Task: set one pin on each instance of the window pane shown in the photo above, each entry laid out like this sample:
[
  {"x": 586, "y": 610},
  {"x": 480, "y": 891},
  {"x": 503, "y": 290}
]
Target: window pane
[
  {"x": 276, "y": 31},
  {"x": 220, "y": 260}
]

● WHAT YOU ARE ASKED TO DO: Copy out the data above line for line, keeping every character and the original order.

● RESPONSE TO THE EXERCISE:
Task: set one pin on each instance of the window pane shown in the photo above, each entry laid out like this sample:
[
  {"x": 586, "y": 610},
  {"x": 480, "y": 891},
  {"x": 503, "y": 290}
]
Target: window pane
[
  {"x": 276, "y": 31},
  {"x": 220, "y": 260}
]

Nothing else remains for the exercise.